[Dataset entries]
[Start of section]
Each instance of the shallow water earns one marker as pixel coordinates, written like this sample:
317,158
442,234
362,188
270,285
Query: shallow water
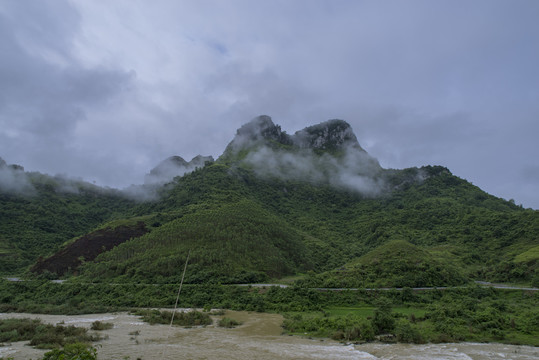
[End of section]
WHAT YOU SHOULD DO – Scan the records above for the string "water", then select every line that holds it.

ANSWER SPACE –
Each instance of the shallow water earns one marker as pixel coordinates, written like this sample:
Query: shallow water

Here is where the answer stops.